[GIVEN PROBLEM] Reproduce each of the following records line for line, keeping every character unchanged.

[INFORMATION PROVIDED]
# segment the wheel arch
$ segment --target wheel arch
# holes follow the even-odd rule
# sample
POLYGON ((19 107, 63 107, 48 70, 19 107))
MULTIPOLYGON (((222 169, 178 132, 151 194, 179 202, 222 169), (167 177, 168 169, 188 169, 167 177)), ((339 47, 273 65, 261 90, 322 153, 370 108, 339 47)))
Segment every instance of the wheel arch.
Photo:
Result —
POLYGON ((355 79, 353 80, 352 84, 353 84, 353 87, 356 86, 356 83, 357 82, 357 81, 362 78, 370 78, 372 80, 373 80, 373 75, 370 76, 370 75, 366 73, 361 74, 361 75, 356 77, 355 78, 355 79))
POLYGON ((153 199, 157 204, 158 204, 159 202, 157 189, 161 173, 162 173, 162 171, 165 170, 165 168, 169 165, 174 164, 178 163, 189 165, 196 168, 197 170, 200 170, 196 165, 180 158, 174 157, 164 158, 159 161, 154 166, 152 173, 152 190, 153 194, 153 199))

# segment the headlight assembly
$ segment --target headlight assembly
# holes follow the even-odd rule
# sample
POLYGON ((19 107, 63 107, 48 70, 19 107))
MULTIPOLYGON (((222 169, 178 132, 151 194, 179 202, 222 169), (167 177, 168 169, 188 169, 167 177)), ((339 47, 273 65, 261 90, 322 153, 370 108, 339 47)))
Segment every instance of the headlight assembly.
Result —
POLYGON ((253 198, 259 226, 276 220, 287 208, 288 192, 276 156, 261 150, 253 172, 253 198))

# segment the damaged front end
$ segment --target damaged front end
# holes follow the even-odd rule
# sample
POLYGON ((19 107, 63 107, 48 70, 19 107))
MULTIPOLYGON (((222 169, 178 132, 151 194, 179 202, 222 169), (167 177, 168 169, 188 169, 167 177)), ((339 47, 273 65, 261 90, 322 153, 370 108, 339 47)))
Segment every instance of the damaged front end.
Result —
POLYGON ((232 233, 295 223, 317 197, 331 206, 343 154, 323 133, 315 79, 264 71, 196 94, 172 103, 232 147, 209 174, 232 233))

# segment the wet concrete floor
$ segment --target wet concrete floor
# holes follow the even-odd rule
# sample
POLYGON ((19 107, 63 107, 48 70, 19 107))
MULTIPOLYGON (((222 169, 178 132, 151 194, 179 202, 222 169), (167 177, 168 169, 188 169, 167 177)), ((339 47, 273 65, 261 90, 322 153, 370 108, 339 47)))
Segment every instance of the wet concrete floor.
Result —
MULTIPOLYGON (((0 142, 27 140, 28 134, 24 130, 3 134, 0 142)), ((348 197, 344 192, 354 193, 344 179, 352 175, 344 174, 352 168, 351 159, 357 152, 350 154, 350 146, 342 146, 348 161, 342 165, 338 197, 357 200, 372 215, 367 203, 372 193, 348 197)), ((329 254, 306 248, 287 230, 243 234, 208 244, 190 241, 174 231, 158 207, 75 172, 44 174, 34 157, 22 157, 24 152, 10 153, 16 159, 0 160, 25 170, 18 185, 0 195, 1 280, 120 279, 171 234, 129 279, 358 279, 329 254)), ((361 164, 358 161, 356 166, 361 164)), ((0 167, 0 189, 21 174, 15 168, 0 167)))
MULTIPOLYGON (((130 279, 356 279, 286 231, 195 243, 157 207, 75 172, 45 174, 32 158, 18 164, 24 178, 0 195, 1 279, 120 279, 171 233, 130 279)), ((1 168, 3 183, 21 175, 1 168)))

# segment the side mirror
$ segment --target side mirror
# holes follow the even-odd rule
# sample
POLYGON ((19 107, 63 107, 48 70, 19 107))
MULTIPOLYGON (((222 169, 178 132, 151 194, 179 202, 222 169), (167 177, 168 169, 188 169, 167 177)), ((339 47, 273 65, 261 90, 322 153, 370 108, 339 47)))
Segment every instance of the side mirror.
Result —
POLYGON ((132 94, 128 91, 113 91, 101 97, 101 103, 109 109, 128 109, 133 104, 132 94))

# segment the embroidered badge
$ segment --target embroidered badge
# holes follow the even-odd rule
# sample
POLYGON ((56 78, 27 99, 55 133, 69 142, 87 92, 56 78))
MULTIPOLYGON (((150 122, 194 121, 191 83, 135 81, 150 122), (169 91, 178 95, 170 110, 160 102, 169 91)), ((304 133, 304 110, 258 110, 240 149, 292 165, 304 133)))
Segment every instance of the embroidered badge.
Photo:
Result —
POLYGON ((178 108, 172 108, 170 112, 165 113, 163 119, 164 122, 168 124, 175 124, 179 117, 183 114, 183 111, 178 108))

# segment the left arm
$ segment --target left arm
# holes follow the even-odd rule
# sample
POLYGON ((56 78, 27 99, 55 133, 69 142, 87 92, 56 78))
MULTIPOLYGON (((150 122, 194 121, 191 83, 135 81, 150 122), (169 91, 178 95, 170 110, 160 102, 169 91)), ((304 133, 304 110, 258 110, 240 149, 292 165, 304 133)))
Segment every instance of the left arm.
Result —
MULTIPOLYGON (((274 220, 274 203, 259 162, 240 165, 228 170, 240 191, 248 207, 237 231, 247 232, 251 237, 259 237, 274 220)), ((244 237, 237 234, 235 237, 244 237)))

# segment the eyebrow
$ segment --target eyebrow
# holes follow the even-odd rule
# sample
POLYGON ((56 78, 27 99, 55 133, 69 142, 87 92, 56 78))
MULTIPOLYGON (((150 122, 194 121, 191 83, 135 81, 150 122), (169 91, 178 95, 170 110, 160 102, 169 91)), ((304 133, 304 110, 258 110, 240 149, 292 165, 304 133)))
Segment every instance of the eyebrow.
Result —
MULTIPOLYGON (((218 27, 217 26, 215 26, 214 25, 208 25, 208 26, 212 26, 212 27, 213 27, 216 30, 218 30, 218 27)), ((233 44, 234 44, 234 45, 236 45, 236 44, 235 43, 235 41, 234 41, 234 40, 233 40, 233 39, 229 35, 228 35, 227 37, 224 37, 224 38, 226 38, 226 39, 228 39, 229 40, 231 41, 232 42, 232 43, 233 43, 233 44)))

[CORRECT RESPONSE]
# segment the wheel arch
$ segment --target wheel arch
# holes follow the even-odd rule
# sample
POLYGON ((19 107, 63 107, 48 70, 19 107))
MULTIPOLYGON (((222 169, 178 132, 151 194, 179 202, 222 169), (167 177, 168 169, 188 169, 167 177)), ((339 47, 273 65, 261 90, 322 153, 370 108, 339 47)))
Segment every instance of the wheel arch.
Photo:
Result —
POLYGON ((355 79, 353 80, 352 84, 353 84, 353 87, 356 86, 356 83, 357 82, 357 81, 362 78, 370 78, 372 80, 373 80, 373 75, 370 76, 370 75, 366 73, 361 74, 361 75, 356 77, 355 78, 355 79))
POLYGON ((153 199, 157 204, 158 204, 159 202, 157 189, 161 173, 162 173, 162 171, 165 170, 165 168, 169 165, 174 164, 178 163, 189 165, 196 168, 197 170, 200 170, 196 165, 180 158, 174 157, 164 158, 159 161, 154 166, 152 173, 152 190, 153 194, 153 199))

# segment the headlight assembly
$ segment --target headlight assembly
# holes follow the even-odd rule
# sample
POLYGON ((19 107, 63 107, 48 70, 19 107))
MULTIPOLYGON (((222 169, 178 132, 151 194, 179 202, 222 169), (167 177, 168 169, 188 169, 167 177)), ((339 47, 273 65, 261 90, 322 153, 370 108, 339 47)))
Segment every instance of the headlight assembly.
Result —
POLYGON ((253 198, 259 226, 276 220, 287 208, 288 192, 276 156, 261 150, 253 172, 253 198))

# segment the damaged front end
$ segment --target damaged front end
# holes follow the even-odd rule
# sample
POLYGON ((19 107, 63 107, 48 70, 19 107))
MULTIPOLYGON (((222 169, 178 132, 151 194, 179 202, 222 169), (167 177, 168 169, 188 169, 167 177)), ((339 47, 273 65, 261 90, 322 153, 370 108, 339 47)))
Segment every instance of the damaged front end.
Result —
POLYGON ((232 233, 295 223, 317 197, 331 206, 343 154, 323 133, 315 79, 264 71, 196 94, 172 103, 232 147, 209 174, 232 233))

# segment the wet concrete floor
$ segment --target wet concrete floor
# holes follow the even-odd rule
# sample
POLYGON ((19 107, 63 107, 48 70, 19 107))
MULTIPOLYGON (((222 169, 178 132, 151 194, 179 202, 222 169), (167 177, 168 169, 188 169, 167 177)), ((339 47, 273 65, 261 90, 322 153, 370 108, 339 47)))
Segment every instance of the wet concrete floor.
Result —
MULTIPOLYGON (((0 142, 27 140, 28 134, 24 130, 3 134, 0 142)), ((348 197, 344 192, 354 193, 344 179, 352 175, 344 174, 352 168, 351 159, 357 152, 350 154, 350 146, 342 146, 348 161, 342 165, 338 197, 357 200, 372 215, 367 203, 372 193, 348 197)), ((329 254, 306 248, 287 230, 243 234, 208 244, 190 241, 174 231, 158 207, 75 172, 44 174, 34 157, 22 157, 24 152, 10 153, 16 159, 0 160, 25 170, 18 185, 0 195, 1 280, 120 279, 171 234, 129 279, 358 279, 329 254)), ((361 164, 358 161, 356 166, 361 164)), ((0 167, 0 189, 21 174, 15 168, 0 167)))
MULTIPOLYGON (((130 279, 356 279, 286 231, 195 243, 157 207, 75 172, 45 174, 32 158, 18 164, 24 178, 0 195, 1 279, 120 279, 171 233, 130 279)), ((1 168, 3 183, 21 175, 1 168)))

# segment the side mirror
$ segment --target side mirror
# holes follow the even-odd rule
# sample
POLYGON ((19 107, 63 107, 48 70, 19 107))
MULTIPOLYGON (((222 169, 178 132, 151 194, 179 202, 222 169), (167 177, 168 169, 188 169, 167 177)), ((339 47, 273 65, 261 90, 322 153, 370 108, 339 47)))
Segment every instance of the side mirror.
Result —
POLYGON ((132 94, 128 91, 113 91, 101 97, 101 103, 109 109, 128 109, 133 104, 132 94))

# segment the embroidered badge
$ segment --target embroidered badge
# holes follow the even-odd rule
# sample
POLYGON ((56 78, 27 99, 55 133, 69 142, 87 92, 56 78))
MULTIPOLYGON (((150 122, 194 121, 191 83, 135 81, 150 122), (169 91, 178 95, 170 110, 160 102, 169 91)), ((304 133, 304 110, 258 110, 240 149, 292 165, 304 133)))
Segment every instance of the embroidered badge.
Photo:
Result —
POLYGON ((178 108, 172 108, 170 112, 165 113, 163 119, 164 122, 168 124, 175 124, 179 117, 183 114, 183 111, 178 108))

# segment the left arm
$ segment --target left arm
# holes follow the even-odd rule
# sample
POLYGON ((56 78, 27 99, 55 133, 69 142, 87 92, 56 78))
MULTIPOLYGON (((150 122, 194 121, 191 83, 135 81, 150 122), (169 91, 178 95, 170 110, 160 102, 169 91)), ((304 133, 304 110, 258 110, 240 149, 292 165, 304 133)))
Segment every instance of the left arm.
Result —
MULTIPOLYGON (((274 220, 274 203, 259 162, 240 165, 228 170, 240 191, 248 207, 237 231, 247 232, 251 237, 259 237, 274 220)), ((244 237, 237 234, 235 237, 244 237)))

# segment the eyebrow
$ segment --target eyebrow
# holes follow the even-odd rule
# sample
POLYGON ((56 78, 27 99, 55 133, 69 142, 87 92, 56 78))
MULTIPOLYGON (((150 122, 194 121, 191 83, 135 81, 150 122), (169 91, 178 95, 170 110, 160 102, 169 91)), ((304 133, 304 110, 258 110, 240 149, 292 165, 304 133)))
Segment every instance of the eyebrow.
Result —
MULTIPOLYGON (((218 27, 217 26, 215 26, 214 25, 208 25, 208 26, 212 26, 212 27, 213 27, 216 30, 218 30, 218 27)), ((233 44, 234 44, 234 45, 236 45, 236 44, 235 43, 235 41, 234 41, 234 40, 233 40, 233 39, 229 35, 228 35, 227 37, 224 37, 224 38, 226 38, 226 39, 228 39, 229 40, 231 41, 232 42, 232 43, 233 43, 233 44)))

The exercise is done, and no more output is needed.